*Texto citado*
Se não me engano em fevereiro, há cerca de dois meses, travou-se uma polêmica sobre o “vazio cultural” brasileiro, lançada por um número da revista “Carta capital” que discutia o assunto. Por algum motivo circunstancial (acho que eu estava em viagem) só me dei conta da discussão posteriormente, através de seus ecos. Não tenho condições de recuperá-la agora, mas o meu “vazio cultural” particular de hoje, em que a coluna gira em falso à procura de seu ponto de apoio, me impele de volta à questão. Considerar o tema como “ultrapassado” seria prender-se a uma lógica imediatista. A redução, aliás, de toda cultura a pautas, ganchos jornalísticos e mercadológicos, efemérides e fenômenos virais, é uma das partes do problema.
As instituições da chamada alta cultura, ou das instituições letradas, sofreram abalos e deslocamentos em todo o mundo, nas últimas décadas, sob a pressão dos meios de massa articulados com a onipresença da publicidade e com uma considerável corrosão da escola tradicional frente a essas novas realidades. Mesmo assim, a literatura, os escritores, a crítica, tiveram ainda um papel determinante no acompanhamento de todas as transformações que se deram na Rússia ao longo do século XX, por exemplo, ou na Argentina ou em Portugal. O lugar do escritor, garantido por um certo lastro letrado, não se evaporou completamente no processo. Certamente não se pode dizer o mesmo do século XXI, mesmo lá.

*Entradas sem tratamento*
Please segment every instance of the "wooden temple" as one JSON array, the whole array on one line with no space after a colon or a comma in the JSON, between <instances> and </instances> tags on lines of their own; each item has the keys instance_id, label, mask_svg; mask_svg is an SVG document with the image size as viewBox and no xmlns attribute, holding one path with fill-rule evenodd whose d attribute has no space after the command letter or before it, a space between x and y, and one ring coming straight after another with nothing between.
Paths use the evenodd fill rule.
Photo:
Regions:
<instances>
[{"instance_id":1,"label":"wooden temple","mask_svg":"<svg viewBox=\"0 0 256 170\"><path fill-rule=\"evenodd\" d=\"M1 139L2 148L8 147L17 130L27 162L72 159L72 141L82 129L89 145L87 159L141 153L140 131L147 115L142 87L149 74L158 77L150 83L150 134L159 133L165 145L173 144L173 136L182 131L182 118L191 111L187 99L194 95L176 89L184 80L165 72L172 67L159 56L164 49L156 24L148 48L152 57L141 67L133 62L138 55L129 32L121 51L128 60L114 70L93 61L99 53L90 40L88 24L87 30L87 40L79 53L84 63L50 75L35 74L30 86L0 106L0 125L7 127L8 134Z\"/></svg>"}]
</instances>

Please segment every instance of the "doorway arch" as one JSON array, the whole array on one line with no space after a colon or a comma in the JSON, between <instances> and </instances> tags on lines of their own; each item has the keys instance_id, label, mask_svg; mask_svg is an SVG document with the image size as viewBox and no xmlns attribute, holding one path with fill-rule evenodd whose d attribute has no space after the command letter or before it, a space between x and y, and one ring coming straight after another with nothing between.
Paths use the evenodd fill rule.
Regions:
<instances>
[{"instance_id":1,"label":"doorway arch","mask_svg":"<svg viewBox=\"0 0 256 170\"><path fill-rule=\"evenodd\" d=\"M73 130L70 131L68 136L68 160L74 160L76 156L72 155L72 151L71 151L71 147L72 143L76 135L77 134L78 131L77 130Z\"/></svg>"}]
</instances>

*Instruções*
A) Responda às perguntas abaixo com base no texto sobre o vazio cultural, uma resposta por linha, marcadas como as perguntas.
(i) Que revista lançou a polêmica sobre o “vazio cultural” brasileiro?
(ii) Em que mês, segundo o texto, essa polêmica aconteceu?
(iii) Que países aparecem como exemplos de lugares onde a literatura ainda teve papel decisivo no século XX?
B) Transcreva palavra por palavra o trecho do texto sobre o vazio cultural que começa em "Se não me engano" e termina depois de "partes do problema.".
C) Prossiga o texto sobre o vazio cultural a partir de onde ele para.

*Respostas por tarefa*
A)
(i) A revista “Carta capital”.
(ii) Em fevereiro.
(iii) Rússia, Argentina e Portugal.

B)
Se não me engano em fevereiro, há cerca de dois meses, travou-se uma polêmica sobre o “vazio cultural” brasileiro, lançada por um número da revista “Carta capital” que discutia o assunto. Por algum motivo circunstancial (acho que eu estava em viagem) só me dei conta da discussão posteriormente, através de seus ecos. Não tenho condições de recuperá-la agora, mas o meu “vazio cultural” particular de hoje, em que a coluna gira em falso à procura de seu ponto de apoio, me impele de volta à questão. Considerar o tema como “ultrapassado” seria prender-se a uma lógica imediatista. A redução, aliás, de toda cultura a pautas, ganchos jornalísticos e mercadológicos, efemérides e fenômenos virais, é uma das partes do problema.

C)
No Brasil, a tendência a deslocar as pautas culturais do campo das ideias para o das vendagens, comportamento, moda e polêmica de superfície lavou o lastro frágil da vida literária acumulada, e acuou a atividade crítica num papel incômodo, impertinente e estigmatizado, substituído pela atividade dos agentes e assessores de imprensa, dos releases, das entrevistas e notas em colunas sociais, pela participação em eventos, num ambiente de coquetelização da cultura (estou lembrando de um artigo contundente de Flora Sussekind, “A crítica como papel de bala”, publicado no Prosa em 2010, algumas balas do qual sobram para mim, se não estou enganado).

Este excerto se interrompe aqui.